◆ Travail à faire ◆
**1)** Répondez à ces questions sur le texte consacré aux Anecdotes des Ebugors :
(a) En quelle année Benjamin Deschauffours a-t-il été condamné ?
(b) De quel mot Medoso est-il l'anagramme ?
(c) Sous quelle cote la BNF conserve-t-elle dans l'Enfer son exemplaire de l'ouvrage ?
**2)** Recopiez fidèlement le passage du texte consacré aux Anecdotes des Ebugors qui commence par « Le nom de l'éditeur » et se poursuit jusqu'à « lieu de 3-4. ».
**3)** Écrivez la suite du texte consacré aux Anecdotes des Ebugors à partir de sa dernière phrase.

◆ Texte fourni ◆
Autre affaire, la condamnation de Benjamin Deschauffours en 1726 (voir un de mes messages précédents : cliquez-ici). Le général Kulisber, qui "tenoit une lance énorme dont la vuë seule inspiroit de l'horreur", avait un bouclier orné de scènes mythologiques (Ganymède, Narcisse, etc) et d'une représentation de "l'Apothéose du célèbre Fouruchuda qui reçut de son vivant des honneurs qu'on accordoit aux Empereurs Romains qu'après leur mort". Une note précise : "Fouruchuda, célèbre habitant de Spira (Paris), qui par zèle pour la défense d'une très nombreuse armée d'Ebugors, ayant été pris dans le combat fut condamné, & ensuite jetté au feu par l'ordre et le jugement des principaux partisans des Cythéréennes (le Parlement de Paris). " Comment transformer un meurtrier en défenseur de la cause et en victime de la répression anti-homosexuelle ! Cela montre aussi que, très vite, Deschauffours a été considéré comme une victime, condamné plus pour son homosexualité que pour ses crimes.

L'ouvrage se termine par la traité de paix (pp. 97-101) dont j'ai extrait les lignes qui introduisent ce message et un petite conclusion de l'auteur :


L'ouvrage débute par un
Epitre dédicatoire à Kulisber, signé Eufemiosvoudes (Je me fous de vous !)

En conclusion, cet ouvrage n'est souvent cité qu'à propos du passage sur Deschauffours. C'est avoir une vision réductrice de ce petit plaidoyer de la cause homosexuelle. On peut le considérer comme un "incunable" de la revendication gay.

Description de l'ouvrage et de l'exemplaire

Anecdotes Pour servir à l'Histoire secrete des Ebugors
A Medoso, L'an de L'Ere des Ebugors MMMCCCXXXIII (3333), [Amsterdam, J. P. du Valis, 1733], in-12, (145 x 92 mm), 106 pp.

Medoso est évidemment l'anagramme de Sodome.

Le nom de l'éditeur (imprimeur ?) apparaît à la dernière page. C'est le seul ouvrage connu portant ce nom. Est-ce aussi un clef ?



Une erreur de pagination fait que l'Epitre dédicatoire du début est paginé 1-2 au lieu de 3-4.

La BNF possède un exemplaire dans l'Enfer (Enfer-113) et à l'Arsenal (8-BL-35490). En France, on trouve un exemplaire à la bibliothèque de Rouen et un à la bibliothèque d'Albi (fonds Rochegude). Ce dernier contient un frontispice gravé sur cuivre.

◆ Données fournies ◆
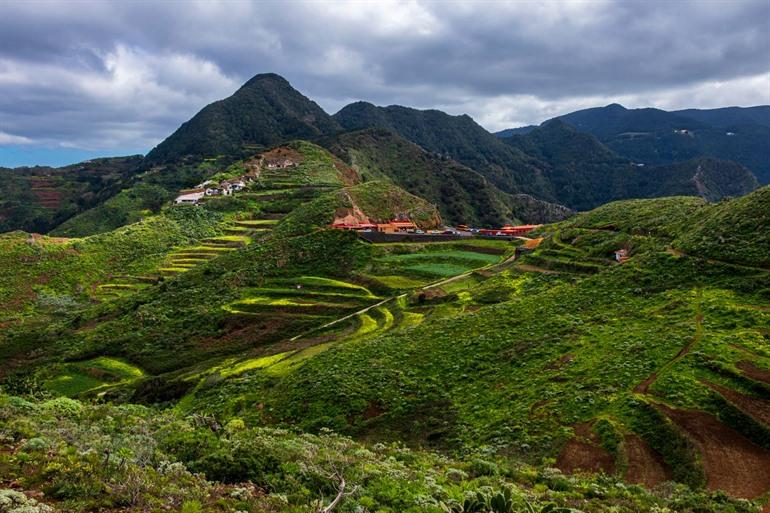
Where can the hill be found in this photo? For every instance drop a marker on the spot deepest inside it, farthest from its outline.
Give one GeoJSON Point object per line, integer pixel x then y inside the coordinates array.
{"type": "Point", "coordinates": [654, 136]}
{"type": "Point", "coordinates": [457, 137]}
{"type": "Point", "coordinates": [462, 195]}
{"type": "Point", "coordinates": [240, 468]}
{"type": "Point", "coordinates": [584, 173]}
{"type": "Point", "coordinates": [264, 112]}
{"type": "Point", "coordinates": [730, 116]}
{"type": "Point", "coordinates": [562, 355]}
{"type": "Point", "coordinates": [37, 199]}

◆ Réponses attendues ◆
**1)**
(a) En 1726.
(b) De Sodome.
(c) Enfer-113.

**2)**
Le nom de l'éditeur (imprimeur ?) apparaît à la dernière page. C'est le seul ouvrage connu portant ce nom. Est-ce aussi un clef ?



Une erreur de pagination fait que l'Epitre dédicatoire du début est paginé 1-2 au lieu de 3-4.

**3)**
Un exemplaire de la vente de la bibliothèque Charles Jourdain, 1887 (n° 2886) est décrit avec un frontispice. Un exemplaire a été adjugé pour 12 fr. à la vente Duriez, en 1829; un autre figure au catalogue Leber, n° 2508, et appartient aujourd'hui à la ville de Rouen ; un troisième, à la vente M. (Millot), faite par l'Alliance des Arts, en 1846, a été payé 51 fr. Un exemplaire a été vendu à la vente Peyrefitte en 1977 (17 000 fr.).

L'exemplaire du marquis de Paulmy contenait 21 miniatures. L'exemplaire a disparu.

L'ouvrage a été réimprimé en 1912 sous ce titre : Anecdotes pour servir à l'histoire secrète des Ebugors. Statuts des Sodomites au XVIIe siècle. Introduction et notes par Jean Hervez [Raoul Vèze]. Paris, "Bibliothèque des curieux", (1912), in-12, XXIX+146 pp. "Le Coffret du bibliophile" (deux tirage de 500 exemplaires) (BNF : Enfer-1459 et Enfer-829)

Il existe une réédition à 200 exemplaires par Henry Kistemaeckers, éditée a l'enseigne In naturalibus veritas , Bruxelles, 1888.

Notre exemplaire est couvert d'une modeste reliure demi basane à coins, qui doit être récente.

Les papiers des gardes semblent plus anciens.


Références

Sur l'iconographie homosexuelle au XVIIIe siècle, une belle conférence illustrée de Louis Godbout à télécharger à partir de cette page : cliquez-ici.

4 commentaires:

Michaël a dit…

Je viens de découvrir votre blog et je tiens à vous féliciter de savoir être d'une si grande érudition sans être pédant pour autant. Je vous lirai systématiquement à l'avenir. Merci beaucoup et bonne continuation.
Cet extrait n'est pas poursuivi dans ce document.